§ **What you are asked to do**: Summarize the article on car accidents and depression in two sentences.

§ **Document segment**:
:::

Can a Car Accident Cause Depression?

In Car Accident by Michele Mirman

Few things are terrifying than getting into a car accident. You’re doing everything you can to stay safe, and then, all of a sudden, someone else runs a red light and plows into the side of your car. You saw them coming, but there was nowhere for you to go. All you could do was brace yourself and hope that everything would turn out okay.

Everyone worries about the potential physical consequences of a car accident in New York City. However, it’s just as important to consider the emotional fallout of a crash, as well. An accident, particularly a crash similar to the one described above, can be traumatizing.

It’s entirely possible to suffer from acute and chronic emotional distress – including depression and anxiety – after you get into a collision.

You May Be Haunted By Your Accident

Every time you close your eyes you replay the accident in your head. You can’t escape it. It consumes you. It’s all you can think about. Studies show that this is a reality for many car accident victims. 

According to British researchers, about 33 percent of car accident victims suffer some form of psychiatric distress in the year following their accident. This includes:

  • Posttraumatic stress disorder (PTSD)
  • Chronic anxiety
  • Depression, and
  • Phobias.

The study found that these psychiatric consequences weren’t just limited to victims who were sustained severe physical injuries in their accidents. In fact, the assumption that “people who have more severe injuries are more likely to get psychiatric complications” isn’t an accurate one.

Anyone who is involved in a car accident can potentially develop severe emotional distress in the months that follow. It’s the trauma of the crash, and not necessarily resulting injuries, that can lead to depression.

Your Injuries Might Limit Your Ability to Enjoy Life

You don’t have to necessarily suffer a serious injury to suffer from depression after a collision in New York. However, your injuries could certainly cause debilitating emotional fallout. 

Let’s say that you’re broadsided by another vehicle while passing through a NYC intersection. Your car is totaled and you’re rushed to the hospital with critical injuries. Doctors tell you that you’ve suffered severe trauma to the spine and may not regain function in your legs. You may never walk again. 

Even the thought of not being able to walk is, in itself, paralyzing. You’re an avid skier and you love playing basketball and running 5 Ks. You’d planned on teaching your future children to swim and play baseball. Now the things you love and the plans you’ve made might not be a reality. It would be completely understandable if you spiraled into depression.

Signs and Symptoms of Depression After a Car Accident

The World Health Organization estimates that more than 300 million people suffer from depression. If you’ve been in a traumatic car accident, it’s important to be able to recognize the signs of potentially-debilitating emotional distress. 

Symptoms of depression can include:

  • Loss of interest in things you once enjoyed
  • Loss of appetite
  • Anxiety
  • Restlessness
  • Irritability, especially concerning minor things
  • Isolation, and
  • Thoughts of self-harm or suicide.

Do not hesitate to seek medical assistance or therapeutic treatment if you experience any of these things after an accident. The costs of your treatment could potentially be covered if you file a personal injury lawsuit.

You Can Seek Damages for Emotional Distress After an Accident

Car accidents can cause a lot of damage. Sometimes that damage is physical. Other times, the damage is beneath the surface. If someone else caused your accident and resulting depression, you can potentially recover compensation from them.

There are two types of compensatory damages you can request after an accident: economic and non-economic.

Economic damages generally compensate for the financial costs of your accident. This can include things like medical bills and lost wages.

Non-economic damages are intended to compensate for injuries that don’t have a set financial cost. These injuries affect everyone differently. Depression, as well as other types of emotional distress, are considered to be non-economic damages. 

Just because something like depression is hard to value doesn’t mean that it’s any less important. Make sure you work with an experienced NYC personal injury lawyer who can fight to get you the money you deserve.

:::

§ **Material provided**:
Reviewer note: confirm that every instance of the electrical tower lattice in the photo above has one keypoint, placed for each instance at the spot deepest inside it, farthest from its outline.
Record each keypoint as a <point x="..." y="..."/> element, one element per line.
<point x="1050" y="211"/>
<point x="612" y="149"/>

:::

§ **Result below**: A car accident can leave victims with emotional distress such as depression and anxiety, and British researchers found that about 33 percent of victims suffer some form of psychiatric distress in the year after their accident, not only those with severe physical injuries. Victims should watch for symptoms like loss of interest, irritability, isolation, and thoughts of self-harm, seek treatment, and may recover non-economic damages for depression from someone else who caused the accident.